++++ TEXTO

Choque de civilizaciones

Por Eugenio Trías, filósofo y miembro del Consejo Editorial de EL MUNDO (EL MUNDO, 15/09/06):

Fue lamentable que el Partido Demócrata de los Estados Unidos perdiese el poder por ajustadísimo margen. Una política exterior en la línea que llevaba Clinton (figura que se agiganta a medida que el tiempo transcurre) hubiese reaccionado de forma inteligente ante el trágico suceso que estos días conmemoramos. 2001 no fue la fecha de una odisea espacial, como la que sirvió de base a la película de Stanley Kubrick, en la que se descubren señales extrañas en la estación situada en una luna planetaria. Fue el año del gran atentado del 11 de septiembre, que una película honrada (United 93), hoy en nuestras carteleras, ha recreado en estilo documental.

Fue también el inicio de una guerra declarada contra el Eje del Mal, o contra un consorcio de países que, según la percepción neoconservadora del actual Gobierno de los Estados Unidos, alientan y fomentan el terrorismo; el terrorismo sin más, sin distinción, en masiva amalgama de lo que debiera ser distinguido. Sería deseable que el texto de Carl Schmitt, Teoría del partisano, fuese de obligatoria lectura para todo político en ejercicio.

Lo sucedido en Irak es de peor especie y remedio que la derrota del Ejército regular norteamericano frente a una guerrilla que practicaba la guerra irregular en el escenario vietnamita. El contexto de la Guerra Fría situaba aquella dolorosa humillación como una batalla que se perdía en una guerra generalizada entre dos grandes superpotencias y que a la postre fue ganada por Estados Unidos. Eso produjo una convulsión extraordinaria en la sociedad norteamericana, que demostró poseer, a finales de los años 60, una sorprendente vitalidad cultural e ideológica, sobre todo en el terreno de la lucha por los derechos civiles.

++++++++
++++ DATOS APORTADOS

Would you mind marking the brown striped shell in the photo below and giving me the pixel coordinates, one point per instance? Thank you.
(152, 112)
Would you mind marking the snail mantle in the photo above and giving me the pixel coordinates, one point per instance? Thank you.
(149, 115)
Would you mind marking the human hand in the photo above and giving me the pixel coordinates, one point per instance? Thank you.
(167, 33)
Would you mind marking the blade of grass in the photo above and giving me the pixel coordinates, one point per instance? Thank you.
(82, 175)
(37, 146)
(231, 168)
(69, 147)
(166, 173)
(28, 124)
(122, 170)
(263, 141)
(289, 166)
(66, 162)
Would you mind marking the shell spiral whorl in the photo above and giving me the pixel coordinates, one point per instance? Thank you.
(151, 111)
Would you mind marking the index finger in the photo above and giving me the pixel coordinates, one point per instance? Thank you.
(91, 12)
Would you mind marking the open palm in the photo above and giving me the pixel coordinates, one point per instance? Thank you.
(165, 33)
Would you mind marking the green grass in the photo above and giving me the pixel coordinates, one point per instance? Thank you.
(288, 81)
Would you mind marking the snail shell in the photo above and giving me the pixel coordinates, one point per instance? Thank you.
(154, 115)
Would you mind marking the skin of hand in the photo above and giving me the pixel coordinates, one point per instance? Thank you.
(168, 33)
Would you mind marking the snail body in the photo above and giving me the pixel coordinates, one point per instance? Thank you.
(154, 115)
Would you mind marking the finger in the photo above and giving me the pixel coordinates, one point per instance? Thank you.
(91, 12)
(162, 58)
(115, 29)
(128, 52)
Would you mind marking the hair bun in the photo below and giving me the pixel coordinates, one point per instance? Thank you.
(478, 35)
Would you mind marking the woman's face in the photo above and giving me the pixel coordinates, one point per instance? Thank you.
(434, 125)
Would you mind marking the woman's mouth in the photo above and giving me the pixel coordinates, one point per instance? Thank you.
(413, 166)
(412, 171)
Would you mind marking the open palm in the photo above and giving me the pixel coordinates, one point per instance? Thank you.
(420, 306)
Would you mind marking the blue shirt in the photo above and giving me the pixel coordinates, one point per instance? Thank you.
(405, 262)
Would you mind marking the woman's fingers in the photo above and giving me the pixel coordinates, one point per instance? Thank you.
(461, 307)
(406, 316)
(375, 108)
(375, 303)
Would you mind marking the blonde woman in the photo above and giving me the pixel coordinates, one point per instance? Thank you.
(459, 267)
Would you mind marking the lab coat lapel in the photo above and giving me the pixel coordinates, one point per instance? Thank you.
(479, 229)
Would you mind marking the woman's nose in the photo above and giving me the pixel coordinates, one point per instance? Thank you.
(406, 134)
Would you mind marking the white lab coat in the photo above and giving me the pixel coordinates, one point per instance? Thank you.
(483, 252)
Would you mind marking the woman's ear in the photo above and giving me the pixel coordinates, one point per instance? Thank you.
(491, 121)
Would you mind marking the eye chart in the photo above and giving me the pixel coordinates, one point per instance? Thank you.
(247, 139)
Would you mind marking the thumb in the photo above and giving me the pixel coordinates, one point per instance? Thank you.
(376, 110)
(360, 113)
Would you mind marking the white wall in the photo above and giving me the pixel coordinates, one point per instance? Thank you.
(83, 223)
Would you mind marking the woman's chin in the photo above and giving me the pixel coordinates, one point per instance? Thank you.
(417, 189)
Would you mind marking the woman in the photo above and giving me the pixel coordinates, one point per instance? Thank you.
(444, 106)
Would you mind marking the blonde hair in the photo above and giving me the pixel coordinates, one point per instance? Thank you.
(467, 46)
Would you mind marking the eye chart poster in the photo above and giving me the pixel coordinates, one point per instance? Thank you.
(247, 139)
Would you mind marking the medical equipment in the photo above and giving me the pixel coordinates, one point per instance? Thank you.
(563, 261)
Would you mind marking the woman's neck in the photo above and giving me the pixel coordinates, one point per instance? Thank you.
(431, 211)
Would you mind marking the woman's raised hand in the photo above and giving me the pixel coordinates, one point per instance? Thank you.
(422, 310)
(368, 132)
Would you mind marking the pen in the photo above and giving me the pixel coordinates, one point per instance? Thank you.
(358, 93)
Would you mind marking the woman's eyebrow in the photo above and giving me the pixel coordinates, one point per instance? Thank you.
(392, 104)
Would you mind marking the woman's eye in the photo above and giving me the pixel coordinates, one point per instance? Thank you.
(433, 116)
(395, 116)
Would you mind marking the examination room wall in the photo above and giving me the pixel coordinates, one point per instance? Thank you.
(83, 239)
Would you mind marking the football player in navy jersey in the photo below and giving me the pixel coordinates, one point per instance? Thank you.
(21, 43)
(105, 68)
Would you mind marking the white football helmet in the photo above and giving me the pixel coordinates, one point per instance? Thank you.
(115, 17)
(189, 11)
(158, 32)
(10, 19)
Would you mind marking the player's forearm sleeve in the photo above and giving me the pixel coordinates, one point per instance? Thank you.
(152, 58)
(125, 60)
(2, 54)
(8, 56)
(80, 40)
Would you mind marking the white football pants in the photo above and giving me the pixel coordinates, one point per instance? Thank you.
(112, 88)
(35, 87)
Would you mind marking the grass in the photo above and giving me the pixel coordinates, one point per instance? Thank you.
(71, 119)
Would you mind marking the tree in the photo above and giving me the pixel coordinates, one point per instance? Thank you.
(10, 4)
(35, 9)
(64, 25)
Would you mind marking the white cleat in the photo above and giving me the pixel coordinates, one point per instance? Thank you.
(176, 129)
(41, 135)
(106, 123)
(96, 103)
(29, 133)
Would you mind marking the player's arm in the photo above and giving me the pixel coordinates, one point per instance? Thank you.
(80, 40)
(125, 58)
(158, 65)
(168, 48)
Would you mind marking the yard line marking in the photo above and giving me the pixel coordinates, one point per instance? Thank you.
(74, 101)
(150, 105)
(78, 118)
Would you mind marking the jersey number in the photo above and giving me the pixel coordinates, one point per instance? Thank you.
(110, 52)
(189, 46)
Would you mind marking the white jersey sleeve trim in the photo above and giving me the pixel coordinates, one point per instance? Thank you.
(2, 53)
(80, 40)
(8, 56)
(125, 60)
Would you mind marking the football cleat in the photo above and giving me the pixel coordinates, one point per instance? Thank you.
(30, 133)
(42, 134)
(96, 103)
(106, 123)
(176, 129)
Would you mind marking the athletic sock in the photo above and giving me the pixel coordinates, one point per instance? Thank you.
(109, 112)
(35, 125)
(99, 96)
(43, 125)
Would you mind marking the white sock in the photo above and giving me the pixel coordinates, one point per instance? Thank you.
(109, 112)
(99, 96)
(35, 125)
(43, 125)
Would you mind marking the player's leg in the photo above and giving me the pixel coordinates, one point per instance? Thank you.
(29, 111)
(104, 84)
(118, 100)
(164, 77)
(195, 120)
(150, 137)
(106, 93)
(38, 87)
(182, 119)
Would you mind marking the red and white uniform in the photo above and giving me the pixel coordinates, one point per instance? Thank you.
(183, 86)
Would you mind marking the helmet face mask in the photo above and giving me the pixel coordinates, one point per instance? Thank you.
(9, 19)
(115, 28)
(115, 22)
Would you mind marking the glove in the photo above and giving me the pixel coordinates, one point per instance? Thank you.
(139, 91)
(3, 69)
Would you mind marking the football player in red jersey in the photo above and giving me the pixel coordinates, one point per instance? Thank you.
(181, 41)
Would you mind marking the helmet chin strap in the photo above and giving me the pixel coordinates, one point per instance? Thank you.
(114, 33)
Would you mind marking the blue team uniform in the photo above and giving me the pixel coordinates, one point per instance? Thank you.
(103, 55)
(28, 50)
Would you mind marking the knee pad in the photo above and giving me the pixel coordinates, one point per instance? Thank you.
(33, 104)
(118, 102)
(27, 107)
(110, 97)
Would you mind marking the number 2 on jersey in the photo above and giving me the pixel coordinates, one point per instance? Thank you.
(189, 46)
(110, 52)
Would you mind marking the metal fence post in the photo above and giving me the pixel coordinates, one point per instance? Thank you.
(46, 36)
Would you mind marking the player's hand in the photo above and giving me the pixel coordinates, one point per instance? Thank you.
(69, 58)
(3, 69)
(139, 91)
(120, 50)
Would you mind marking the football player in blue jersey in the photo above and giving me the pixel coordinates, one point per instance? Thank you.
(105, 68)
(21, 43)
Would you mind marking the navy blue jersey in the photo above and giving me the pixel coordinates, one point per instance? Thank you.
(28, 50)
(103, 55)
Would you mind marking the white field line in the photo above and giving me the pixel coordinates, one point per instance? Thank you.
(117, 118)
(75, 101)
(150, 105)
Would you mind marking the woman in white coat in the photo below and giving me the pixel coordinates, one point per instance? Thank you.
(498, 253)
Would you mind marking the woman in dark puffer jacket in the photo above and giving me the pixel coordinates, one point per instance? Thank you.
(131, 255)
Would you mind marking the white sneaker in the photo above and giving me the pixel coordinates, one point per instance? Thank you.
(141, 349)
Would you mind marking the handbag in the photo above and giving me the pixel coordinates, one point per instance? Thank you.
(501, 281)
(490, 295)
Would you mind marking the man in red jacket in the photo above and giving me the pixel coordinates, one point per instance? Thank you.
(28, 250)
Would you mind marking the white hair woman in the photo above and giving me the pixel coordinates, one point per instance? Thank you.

++++++++

(TAREA): En el texto sobre el choque de civilizaciones, ¿qué película recrea en estilo documental el atentado del 11 de septiembre? Las líneas no son necesarias para resolver esto.

(RESPUESTA): United 93.